15 giugno 2020 17:32

Proprio all’avvio del “dialogo strategico” tra l’Iraq e gli Stati Uniti un razzo ha colpito la Zona verde di Baghdad, dove c’è la sede dell’ambasciata statunitense, in cui si stavano svolgendo i negoziati. Nessuno ha rivendicato la responsabilità dell’attacco ma è certo che una delle milizie filoiraniane attive in Iraq abbia voluto ricordare ai negoziatori: “Ci siamo anche noi”. In realtà non era necessario un razzo come promemoria, perché la delegazione irachena è ben consapevole della necessità di mantenere un equilibrio nelle relazioni con gli Stati Uniti e l’Iran, due potenze rivali.

Allo stesso tempo il nuovo primo ministro Mustafa al Kadhimi non può ignorare il voto del parlamento iracheno che si è espresso a favore del ritiro dal paese delle forze statunitensi. In realtà finora è stato chiaro che il ritiro totale, chiesto dall’Iran, non è in programma per nessuna delle due parti. Un buon compromesso per entrambi sarebbe una riduzione della presenza militare statunitense in Iraq.

Riduzione progressiva
Nella dichiarazione finale dell’incontro dell’11 giugno si afferma che il ritiro delle forze statunitensi non è stato l’argomento principale dei colloqui. Eppure occupa la parte più lunga della dichiarazione: “Nei prossimi mesi gli Stati Uniti continueranno a ridurre le proprie forze in Iraq e discuteranno con il governo lo status delle forze rimanenti, mentre entrambi i paesi concentreranno la loro attenzione sullo sviluppo di una relazione di sicurezza bilaterale basata su forti interessi comuni”.

La dichiarazione specificava che gli Stati Uniti non desiderano né richiedono basi o una presenza militare permanente in Iraq. Il numero di soldati statunitensi diminuirà da 5.200 a 2.500 unità, da impiegare nella cooperazione e nell’addestramento. Lo status delle milizie irachene sostenute dall’Iran è stato un elemento importante nelle trattative, ma la dichiarazione afferma di lasciare al governo iracheno il compito di “proteggere il personale militare della coalizione internazionale e le strutture irachene che lo ospitano, in ottemperanza al diritto internazionale e agli accordi specifici per la loro presenza nei modi che verranno stabiliti dai due paesi”.

Tra gli altri argomenti, si è parlato anche delle future elezioni, dei diritti umani, ma soprattutto della necessità urgente per l’Iraq di un sostegno economico, di fronte alle sfide poste dalla pandemia di covid-19 e dal crollo dei prezzi del petrolio.

§ ESERCIZI PROPOSTI:
1. Ricopia fedelmente la parte del brano citato da "Tra gli altri" a "prezzi del petrolio.".
2. Secondo il brano citato, quanti soldati statunitensi resteranno in Iraq dopo la riduzione?
Per rispondere si usi soltanto il brano citato.

§ DATI FORNITI:
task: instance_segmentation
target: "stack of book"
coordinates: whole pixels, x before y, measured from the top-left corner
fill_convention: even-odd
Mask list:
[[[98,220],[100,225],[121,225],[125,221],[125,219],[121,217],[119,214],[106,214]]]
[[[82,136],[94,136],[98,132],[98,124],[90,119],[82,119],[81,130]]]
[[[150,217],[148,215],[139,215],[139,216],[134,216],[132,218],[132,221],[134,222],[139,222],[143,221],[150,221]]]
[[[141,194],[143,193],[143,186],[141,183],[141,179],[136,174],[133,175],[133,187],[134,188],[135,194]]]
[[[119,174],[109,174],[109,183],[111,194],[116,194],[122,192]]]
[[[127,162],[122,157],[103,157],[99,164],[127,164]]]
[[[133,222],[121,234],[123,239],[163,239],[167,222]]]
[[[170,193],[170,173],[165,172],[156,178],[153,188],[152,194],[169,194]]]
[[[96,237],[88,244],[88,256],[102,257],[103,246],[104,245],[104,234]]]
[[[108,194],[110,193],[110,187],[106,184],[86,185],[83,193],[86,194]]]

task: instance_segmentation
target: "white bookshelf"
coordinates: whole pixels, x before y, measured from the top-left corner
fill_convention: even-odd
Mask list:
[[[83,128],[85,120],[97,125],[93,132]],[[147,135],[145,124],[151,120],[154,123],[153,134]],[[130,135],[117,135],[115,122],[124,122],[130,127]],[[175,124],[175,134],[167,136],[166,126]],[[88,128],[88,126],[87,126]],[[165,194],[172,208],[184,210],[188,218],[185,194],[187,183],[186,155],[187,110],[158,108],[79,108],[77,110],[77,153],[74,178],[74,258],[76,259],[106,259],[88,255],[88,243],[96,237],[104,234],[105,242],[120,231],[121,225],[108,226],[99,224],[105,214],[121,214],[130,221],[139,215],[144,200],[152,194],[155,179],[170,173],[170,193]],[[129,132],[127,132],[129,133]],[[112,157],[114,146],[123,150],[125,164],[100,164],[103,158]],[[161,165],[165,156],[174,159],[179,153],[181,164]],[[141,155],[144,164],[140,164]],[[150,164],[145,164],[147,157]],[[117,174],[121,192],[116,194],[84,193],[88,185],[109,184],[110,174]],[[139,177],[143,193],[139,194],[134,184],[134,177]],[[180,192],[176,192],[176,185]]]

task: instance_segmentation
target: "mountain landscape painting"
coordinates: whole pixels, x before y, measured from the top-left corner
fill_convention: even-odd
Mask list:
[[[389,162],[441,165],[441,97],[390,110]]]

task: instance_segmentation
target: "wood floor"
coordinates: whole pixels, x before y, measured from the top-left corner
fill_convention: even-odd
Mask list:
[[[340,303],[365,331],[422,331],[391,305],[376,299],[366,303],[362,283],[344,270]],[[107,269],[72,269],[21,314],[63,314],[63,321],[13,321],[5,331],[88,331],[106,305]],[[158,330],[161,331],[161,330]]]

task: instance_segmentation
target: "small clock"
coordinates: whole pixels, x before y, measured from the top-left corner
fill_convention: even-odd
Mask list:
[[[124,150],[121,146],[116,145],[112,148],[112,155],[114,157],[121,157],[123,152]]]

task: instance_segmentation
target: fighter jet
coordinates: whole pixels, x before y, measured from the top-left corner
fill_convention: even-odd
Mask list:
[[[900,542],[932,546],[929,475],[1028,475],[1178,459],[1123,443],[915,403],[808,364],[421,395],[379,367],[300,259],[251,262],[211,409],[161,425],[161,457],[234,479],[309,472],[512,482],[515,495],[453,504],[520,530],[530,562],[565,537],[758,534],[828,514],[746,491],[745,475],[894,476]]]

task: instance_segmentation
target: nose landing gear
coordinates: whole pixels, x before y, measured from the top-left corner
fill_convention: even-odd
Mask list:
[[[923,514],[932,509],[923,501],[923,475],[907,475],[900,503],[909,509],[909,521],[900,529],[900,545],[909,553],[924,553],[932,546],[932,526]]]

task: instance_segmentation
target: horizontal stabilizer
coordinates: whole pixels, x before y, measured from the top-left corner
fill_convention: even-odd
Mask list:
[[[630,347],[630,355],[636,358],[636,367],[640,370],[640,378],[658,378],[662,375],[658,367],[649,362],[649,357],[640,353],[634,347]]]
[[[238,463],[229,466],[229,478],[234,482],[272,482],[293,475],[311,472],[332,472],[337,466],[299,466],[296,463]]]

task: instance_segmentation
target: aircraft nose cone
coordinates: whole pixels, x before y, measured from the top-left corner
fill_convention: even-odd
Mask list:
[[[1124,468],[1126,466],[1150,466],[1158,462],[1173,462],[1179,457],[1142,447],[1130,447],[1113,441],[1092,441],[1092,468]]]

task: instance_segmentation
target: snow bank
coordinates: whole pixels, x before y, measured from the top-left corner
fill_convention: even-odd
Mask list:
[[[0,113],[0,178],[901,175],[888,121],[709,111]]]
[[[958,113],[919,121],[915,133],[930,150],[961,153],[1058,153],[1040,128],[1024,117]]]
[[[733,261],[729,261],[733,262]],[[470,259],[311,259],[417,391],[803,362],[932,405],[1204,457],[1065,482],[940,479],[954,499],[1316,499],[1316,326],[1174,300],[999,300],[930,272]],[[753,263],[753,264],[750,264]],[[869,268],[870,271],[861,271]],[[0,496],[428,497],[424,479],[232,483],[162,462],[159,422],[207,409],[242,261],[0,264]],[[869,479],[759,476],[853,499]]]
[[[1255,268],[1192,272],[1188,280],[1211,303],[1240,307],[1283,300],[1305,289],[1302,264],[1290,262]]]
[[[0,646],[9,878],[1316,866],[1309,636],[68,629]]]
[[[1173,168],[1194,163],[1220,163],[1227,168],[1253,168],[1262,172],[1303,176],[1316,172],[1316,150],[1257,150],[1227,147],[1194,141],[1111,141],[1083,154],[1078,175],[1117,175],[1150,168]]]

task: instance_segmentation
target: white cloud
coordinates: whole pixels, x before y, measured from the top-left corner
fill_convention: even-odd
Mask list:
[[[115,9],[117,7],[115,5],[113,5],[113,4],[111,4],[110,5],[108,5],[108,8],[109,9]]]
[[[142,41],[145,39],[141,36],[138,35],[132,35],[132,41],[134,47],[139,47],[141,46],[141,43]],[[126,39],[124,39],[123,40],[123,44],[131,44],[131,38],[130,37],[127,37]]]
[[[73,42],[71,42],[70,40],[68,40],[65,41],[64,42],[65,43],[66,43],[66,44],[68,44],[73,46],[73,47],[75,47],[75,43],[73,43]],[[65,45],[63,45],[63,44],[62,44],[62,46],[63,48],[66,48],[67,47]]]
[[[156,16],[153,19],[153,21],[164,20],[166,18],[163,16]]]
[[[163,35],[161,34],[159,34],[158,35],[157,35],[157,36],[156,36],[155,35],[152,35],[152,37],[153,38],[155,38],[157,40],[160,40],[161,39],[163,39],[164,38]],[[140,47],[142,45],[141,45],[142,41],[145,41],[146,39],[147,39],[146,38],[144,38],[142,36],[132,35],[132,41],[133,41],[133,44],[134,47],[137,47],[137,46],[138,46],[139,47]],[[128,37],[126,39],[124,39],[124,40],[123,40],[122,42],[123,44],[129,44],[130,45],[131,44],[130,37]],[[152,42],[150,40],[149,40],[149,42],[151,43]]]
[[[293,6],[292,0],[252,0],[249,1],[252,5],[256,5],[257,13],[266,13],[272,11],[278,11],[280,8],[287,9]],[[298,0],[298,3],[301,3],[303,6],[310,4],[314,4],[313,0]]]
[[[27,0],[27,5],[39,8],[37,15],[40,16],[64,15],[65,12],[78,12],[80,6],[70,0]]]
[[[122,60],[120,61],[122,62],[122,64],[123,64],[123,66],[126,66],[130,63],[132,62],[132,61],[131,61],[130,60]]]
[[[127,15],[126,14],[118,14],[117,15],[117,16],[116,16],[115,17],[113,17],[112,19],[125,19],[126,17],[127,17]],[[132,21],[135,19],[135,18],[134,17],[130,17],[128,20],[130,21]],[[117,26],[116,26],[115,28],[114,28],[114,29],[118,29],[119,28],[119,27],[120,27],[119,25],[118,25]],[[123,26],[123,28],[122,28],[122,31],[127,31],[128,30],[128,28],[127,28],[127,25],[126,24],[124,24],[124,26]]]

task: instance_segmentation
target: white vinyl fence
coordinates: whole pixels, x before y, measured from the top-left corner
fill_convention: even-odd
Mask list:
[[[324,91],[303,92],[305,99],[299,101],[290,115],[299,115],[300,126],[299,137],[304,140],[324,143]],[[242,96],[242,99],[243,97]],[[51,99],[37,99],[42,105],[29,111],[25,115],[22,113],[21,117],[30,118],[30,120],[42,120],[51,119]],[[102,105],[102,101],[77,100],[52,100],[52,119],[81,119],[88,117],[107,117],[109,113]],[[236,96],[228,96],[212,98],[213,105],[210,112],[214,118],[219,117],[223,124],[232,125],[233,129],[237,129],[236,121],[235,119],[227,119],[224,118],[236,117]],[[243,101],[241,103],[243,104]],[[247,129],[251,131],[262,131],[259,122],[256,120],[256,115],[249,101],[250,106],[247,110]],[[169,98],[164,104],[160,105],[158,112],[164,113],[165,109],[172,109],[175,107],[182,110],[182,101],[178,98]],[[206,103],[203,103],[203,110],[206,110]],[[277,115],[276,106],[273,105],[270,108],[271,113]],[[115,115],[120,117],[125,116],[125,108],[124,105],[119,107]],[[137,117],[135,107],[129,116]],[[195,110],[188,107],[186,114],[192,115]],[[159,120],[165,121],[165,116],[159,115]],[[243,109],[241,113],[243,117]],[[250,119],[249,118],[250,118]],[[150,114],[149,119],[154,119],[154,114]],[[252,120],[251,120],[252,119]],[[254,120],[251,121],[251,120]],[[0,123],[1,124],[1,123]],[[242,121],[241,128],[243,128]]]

§ RISULTATI:
1.
Tra gli altri argomenti, si è parlato anche delle future elezioni, dei diritti umani, ma soprattutto della necessità urgente per l’Iraq di un sostegno economico, di fronte alle sfide poste dalla pandemia di covid-19 e dal crollo dei prezzi del petrolio.

2. Il numero di soldati scenderà da 5.200 a 2.500 unità.